• _Required work_: Your copy of the listing should be exact and should contain no pictures.

(Data shown Opens)

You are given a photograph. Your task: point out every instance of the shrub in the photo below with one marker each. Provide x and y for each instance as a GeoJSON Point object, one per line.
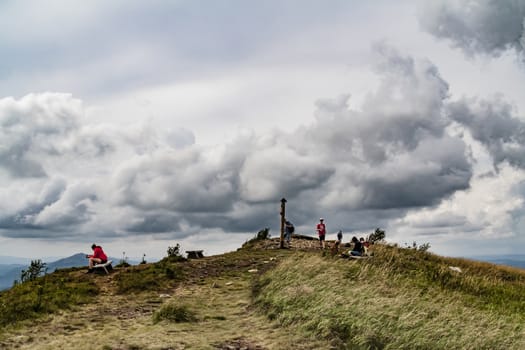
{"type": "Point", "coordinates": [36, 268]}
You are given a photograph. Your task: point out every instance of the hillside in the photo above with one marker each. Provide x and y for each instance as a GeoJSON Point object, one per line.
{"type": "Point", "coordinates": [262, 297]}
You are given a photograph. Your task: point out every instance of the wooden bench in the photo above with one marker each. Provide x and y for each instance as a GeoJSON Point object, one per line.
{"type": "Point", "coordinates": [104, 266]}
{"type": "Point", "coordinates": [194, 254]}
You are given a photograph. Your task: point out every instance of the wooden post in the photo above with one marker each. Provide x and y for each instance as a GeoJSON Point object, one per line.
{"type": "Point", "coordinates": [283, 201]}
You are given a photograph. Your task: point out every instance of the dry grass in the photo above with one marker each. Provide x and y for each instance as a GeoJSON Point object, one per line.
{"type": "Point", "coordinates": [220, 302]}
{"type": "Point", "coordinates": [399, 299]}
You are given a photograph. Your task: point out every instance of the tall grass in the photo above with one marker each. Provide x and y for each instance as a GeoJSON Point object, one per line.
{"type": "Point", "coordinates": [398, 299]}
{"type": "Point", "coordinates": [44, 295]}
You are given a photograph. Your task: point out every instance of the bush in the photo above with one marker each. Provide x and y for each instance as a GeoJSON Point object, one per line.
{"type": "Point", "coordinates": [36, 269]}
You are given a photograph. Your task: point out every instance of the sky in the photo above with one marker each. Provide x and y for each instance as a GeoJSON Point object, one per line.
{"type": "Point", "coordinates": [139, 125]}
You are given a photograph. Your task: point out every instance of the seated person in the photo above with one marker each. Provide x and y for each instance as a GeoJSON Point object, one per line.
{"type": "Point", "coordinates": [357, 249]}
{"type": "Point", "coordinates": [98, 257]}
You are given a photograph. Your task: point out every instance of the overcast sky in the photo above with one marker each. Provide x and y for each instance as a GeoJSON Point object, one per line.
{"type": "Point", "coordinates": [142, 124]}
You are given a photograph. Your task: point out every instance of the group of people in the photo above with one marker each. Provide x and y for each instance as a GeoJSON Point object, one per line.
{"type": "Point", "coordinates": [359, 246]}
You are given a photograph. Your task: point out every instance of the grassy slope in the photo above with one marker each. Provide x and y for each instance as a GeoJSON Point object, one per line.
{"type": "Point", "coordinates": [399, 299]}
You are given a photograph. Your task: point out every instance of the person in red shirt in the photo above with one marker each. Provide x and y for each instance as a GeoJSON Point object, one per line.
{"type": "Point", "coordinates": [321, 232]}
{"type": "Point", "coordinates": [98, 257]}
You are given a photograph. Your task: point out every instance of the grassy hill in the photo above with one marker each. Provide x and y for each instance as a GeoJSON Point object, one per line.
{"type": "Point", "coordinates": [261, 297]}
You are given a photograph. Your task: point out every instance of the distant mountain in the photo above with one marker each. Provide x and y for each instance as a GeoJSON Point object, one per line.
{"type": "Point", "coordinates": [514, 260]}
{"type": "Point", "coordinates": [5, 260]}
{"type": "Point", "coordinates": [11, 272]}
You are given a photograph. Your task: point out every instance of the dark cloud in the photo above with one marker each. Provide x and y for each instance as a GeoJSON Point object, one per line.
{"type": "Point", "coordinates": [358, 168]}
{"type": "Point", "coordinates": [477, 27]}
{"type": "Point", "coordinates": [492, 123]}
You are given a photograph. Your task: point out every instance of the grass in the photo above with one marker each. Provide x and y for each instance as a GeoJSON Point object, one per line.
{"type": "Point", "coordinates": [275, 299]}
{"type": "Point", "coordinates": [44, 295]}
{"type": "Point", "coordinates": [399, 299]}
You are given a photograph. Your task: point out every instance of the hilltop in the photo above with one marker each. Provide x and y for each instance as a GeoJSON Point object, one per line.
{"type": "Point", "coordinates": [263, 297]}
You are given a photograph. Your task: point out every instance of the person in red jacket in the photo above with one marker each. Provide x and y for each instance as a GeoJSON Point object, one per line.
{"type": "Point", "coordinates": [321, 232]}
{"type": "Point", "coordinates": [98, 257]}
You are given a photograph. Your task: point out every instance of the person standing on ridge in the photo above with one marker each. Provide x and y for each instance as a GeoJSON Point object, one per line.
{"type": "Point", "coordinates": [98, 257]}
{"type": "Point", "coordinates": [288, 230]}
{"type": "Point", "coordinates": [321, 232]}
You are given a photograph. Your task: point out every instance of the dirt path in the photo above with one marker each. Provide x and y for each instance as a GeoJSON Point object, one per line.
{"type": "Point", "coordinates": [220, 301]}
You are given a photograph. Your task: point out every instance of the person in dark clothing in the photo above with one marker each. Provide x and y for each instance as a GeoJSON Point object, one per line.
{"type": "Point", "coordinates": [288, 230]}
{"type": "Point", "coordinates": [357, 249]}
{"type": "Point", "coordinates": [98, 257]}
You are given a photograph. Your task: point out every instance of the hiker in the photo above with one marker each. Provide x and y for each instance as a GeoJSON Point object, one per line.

(Data shown Closes)

• _Result for this exercise_:
You are given a photograph. Your task: point out every instance of the shrub in the photo below with one marker each. Provide x and y for each instance as a GeoJSON Point object, one per line.
{"type": "Point", "coordinates": [36, 268]}
You are given a photograph. Your task: point out every instance of the hillside in the photo above with one marker each. Provide x and y for each instance as a GeoJSON Point object, one per line.
{"type": "Point", "coordinates": [262, 297]}
You are given a photograph. Your task: point out every instance of the wooden bench in the photo above with one marker each. Provide x and y for each instance as a GeoJSON Point object, one per line.
{"type": "Point", "coordinates": [104, 266]}
{"type": "Point", "coordinates": [194, 254]}
You are given a photograph. Your task: point out every instance of the wooden post in the photo above with one marker each. Provide x and y for each instance as a GeoJSON Point object, one per line.
{"type": "Point", "coordinates": [283, 201]}
You are given a photograph. Your task: point out every instance of the dry grass in the photo above with one marker each. Provide x and y for each instance as a GeoJSON Point object, one per line.
{"type": "Point", "coordinates": [220, 302]}
{"type": "Point", "coordinates": [399, 299]}
You are given a photograph. Your task: point out every instance of the tall grass in the photo above with one marker each. Provide x and y for each instance as a GeoJSON Point object, one per line.
{"type": "Point", "coordinates": [398, 299]}
{"type": "Point", "coordinates": [44, 295]}
You are given a photograph. Your task: point out every instance of the bush in the photo above with one marker each. Provide x and y for each instance as a GeoJSON Point object, one per line.
{"type": "Point", "coordinates": [36, 269]}
You are given a photograph. Your task: point out every instance of the sky in the photo above with one marker each. Provide x and y for each instance as a GeoJSON Point object, one per line.
{"type": "Point", "coordinates": [139, 125]}
You are given a photograph. Your task: point out every instance of the seated person in the photo above with one marker each. Provide x and y for each instance as a GeoJSON Point object, one per line.
{"type": "Point", "coordinates": [357, 249]}
{"type": "Point", "coordinates": [98, 257]}
You are given a photograph. Your task: point out every instance of the overcast sky in the photo above with one marker each. Provide x and y for each instance as a GeoJSON Point object, one per line.
{"type": "Point", "coordinates": [142, 124]}
You are given a photograph. Your task: point out every instance of the group of people in the photo above with one marker each. Provide x and y for each instance as a GeoJSON Point object, one per line.
{"type": "Point", "coordinates": [359, 246]}
You are given a photograph. Your task: point out every instance of the grassy slope in the photo above with one marker each. Provide x and y for each instance as a GeoJSON Point object, one per line.
{"type": "Point", "coordinates": [399, 299]}
You are given a photograph. Your task: point out every instance of the person in red shirt in the photo above with one marker each. Provide x and y for each instance as a GeoJSON Point object, one per line.
{"type": "Point", "coordinates": [321, 232]}
{"type": "Point", "coordinates": [98, 257]}
You are given a photograph. Your task: point out every instance of the grassy hill in the photo above with one marker each. Provide x and y for each instance as a GeoJSON Point object, one per line.
{"type": "Point", "coordinates": [261, 297]}
You are given a photograph. Your task: point out every instance of the distant mountain in the photo above with one marker each. Provide x and y for each instance as a GeoJSON Point object, one per line.
{"type": "Point", "coordinates": [514, 260]}
{"type": "Point", "coordinates": [5, 260]}
{"type": "Point", "coordinates": [11, 272]}
You are given a photograph. Your task: point out every instance of the dark cloud in the photo above with one marker each. Provide x and y for each instance as a GeoJSON Point object, one per line.
{"type": "Point", "coordinates": [358, 168]}
{"type": "Point", "coordinates": [477, 27]}
{"type": "Point", "coordinates": [492, 123]}
You are given a photograph. Your task: point out every instance of the grass in the photo above with one marker each. Provide x and y for each instance as a GeoJSON Point object, one per line.
{"type": "Point", "coordinates": [275, 299]}
{"type": "Point", "coordinates": [44, 295]}
{"type": "Point", "coordinates": [399, 299]}
You are given a photograph. Your task: point out every instance of the hilltop in the photo above with one marker each. Provide x and y for each instance as a GeoJSON Point object, one per line.
{"type": "Point", "coordinates": [263, 297]}
You are given a photograph. Your task: point out every instance of the person in red jacket in the photo above with one marker each. Provide x and y for each instance as a GeoJSON Point object, one per line.
{"type": "Point", "coordinates": [321, 232]}
{"type": "Point", "coordinates": [98, 257]}
You are given a photograph. Your task: point out every instance of the person standing on ridge in the photo above with one marker each. Provide x and y for each instance as a GeoJSON Point object, one per line.
{"type": "Point", "coordinates": [98, 257]}
{"type": "Point", "coordinates": [288, 230]}
{"type": "Point", "coordinates": [321, 232]}
You are given a photograph. Your task: point out every instance of the dirt path in the photo above with one marker each. Provide x and y for each instance as a GeoJSON Point object, one per line.
{"type": "Point", "coordinates": [220, 301]}
You are given a photograph. Your task: point out every instance of the person in dark clothing in the photo above with one marker each. Provide x and y for each instance as a GeoJSON Point object, one per line.
{"type": "Point", "coordinates": [288, 230]}
{"type": "Point", "coordinates": [357, 249]}
{"type": "Point", "coordinates": [98, 257]}
You are given a photograph. Your task: point out every instance of the hiker in the photo above with one marker each. Provide x and y for each instance as a GeoJSON Point object, one per line.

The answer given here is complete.